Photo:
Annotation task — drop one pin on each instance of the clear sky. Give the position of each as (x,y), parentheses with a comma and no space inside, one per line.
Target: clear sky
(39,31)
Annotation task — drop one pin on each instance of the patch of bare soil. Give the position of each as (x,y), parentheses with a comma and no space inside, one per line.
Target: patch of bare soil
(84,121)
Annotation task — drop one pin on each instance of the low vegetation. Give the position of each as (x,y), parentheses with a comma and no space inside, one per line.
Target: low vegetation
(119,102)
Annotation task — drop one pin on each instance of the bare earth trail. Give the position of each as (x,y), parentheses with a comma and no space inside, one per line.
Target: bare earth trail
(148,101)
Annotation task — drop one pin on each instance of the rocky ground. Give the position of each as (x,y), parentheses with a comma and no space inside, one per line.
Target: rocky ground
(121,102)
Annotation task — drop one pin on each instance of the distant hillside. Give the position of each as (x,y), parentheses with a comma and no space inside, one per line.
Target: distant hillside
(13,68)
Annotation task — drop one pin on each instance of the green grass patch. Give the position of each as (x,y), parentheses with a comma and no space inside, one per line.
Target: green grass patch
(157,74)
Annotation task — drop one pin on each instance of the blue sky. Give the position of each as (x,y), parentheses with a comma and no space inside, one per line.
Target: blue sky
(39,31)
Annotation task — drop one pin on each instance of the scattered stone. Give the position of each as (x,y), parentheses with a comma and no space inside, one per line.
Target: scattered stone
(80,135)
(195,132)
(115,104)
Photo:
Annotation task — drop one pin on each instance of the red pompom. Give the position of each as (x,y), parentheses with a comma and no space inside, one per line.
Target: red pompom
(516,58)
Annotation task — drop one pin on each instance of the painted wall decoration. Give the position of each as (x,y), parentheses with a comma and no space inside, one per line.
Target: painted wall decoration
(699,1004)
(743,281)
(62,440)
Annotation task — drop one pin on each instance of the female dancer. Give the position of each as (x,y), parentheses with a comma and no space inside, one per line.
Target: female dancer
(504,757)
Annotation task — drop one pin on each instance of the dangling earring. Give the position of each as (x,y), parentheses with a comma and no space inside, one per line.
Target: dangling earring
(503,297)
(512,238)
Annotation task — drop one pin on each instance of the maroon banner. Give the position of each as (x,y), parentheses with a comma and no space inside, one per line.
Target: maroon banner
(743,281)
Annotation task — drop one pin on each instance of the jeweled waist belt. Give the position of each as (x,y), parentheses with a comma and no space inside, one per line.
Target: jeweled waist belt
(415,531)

§ **Problem details**: Could you reproduce the entire listing above, word for word and line for line, from its first line to its last?

§ **Reply to the task**:
Photo:
Annotation task — drop one pin on each instance of the clear sky. Give the position of each as (x,y), parentheses with a comma and no space inside, one per line.
Target: clear sky
(39,31)
Annotation task — drop one pin on each instance of the patch of bare soil. Give the position of each as (x,y), parentheses with a comma and no space inside, one per line.
Target: patch of bare soil
(84,121)
Annotation task — drop one pin on each instance of the low vegetation. Give the position of each as (x,y), parentheses with a comma and no space inside, one per line.
Target: low vegetation
(119,102)
Annotation task — drop one pin on each instance of the bare earth trail. Give the position of each as (x,y), parentheses with a comma and no space inside, one per line.
Target: bare earth trail
(148,101)
Annotation task — drop one pin on each instance of the rocky ground. Give the position of each as (x,y), parentheses with a comma and no space inside, one per line.
Target: rocky ground
(121,102)
Annotation task — drop one pin on each instance of the distant hillside. Give the position of each as (x,y), parentheses with a comma and no space inside, one per line.
Target: distant hillside
(13,68)
Annotation task — drop one pin on each instance of the green grass patch. Give the position of each as (x,y), parentheses with a comma and no space inside, one per line.
Target: green grass patch
(157,74)
Annotation task — drop one pin on each instance of the blue sky. Give the position of each as (x,y), parentheses with a comma and no space inside, one per line.
Target: blue sky
(39,31)
Annotation task — drop one pin on each instance of the scattered stone. Give the position of each as (x,y), parentheses with a comma and no space inside, one per line.
Target: scattered stone
(80,135)
(195,132)
(115,104)
Photo:
Annotation task — drop one pin on each instance of the red pompom. Give the position of each as (x,y), parentheses with a comma and no space inside, one per line.
Target: red pompom
(516,58)
Annotation task — drop one pin on each instance of the painted wall decoration. Give the position of each as (x,y), parentheses with a comma and no space inside, one per line.
Target: painted wall decoration
(699,1004)
(743,281)
(62,440)
Annotation task — drop one pin on each instance of the female dancer. Give the position of each as (x,y), parentheses with a comma and no space inside, one per line.
Target: female dancer
(504,757)
Annotation task — drop one pin on each instance of the dangling earring. Give the position of each as (x,y), parentheses with a comma and no space inside, one per line.
Target: dangling earring
(503,297)
(512,238)
Annotation task — drop one pin on each instance of the maroon banner. Give the position of each as (x,y), parentheses with a comma and no space inside, one per line.
Target: maroon banner
(743,281)
Annotation task — drop one pin on each instance of the jeweled waist belt. Give the position of each as (x,y), parentheses with a comma and no space inside, one per line.
Target: jeweled waist belt
(415,531)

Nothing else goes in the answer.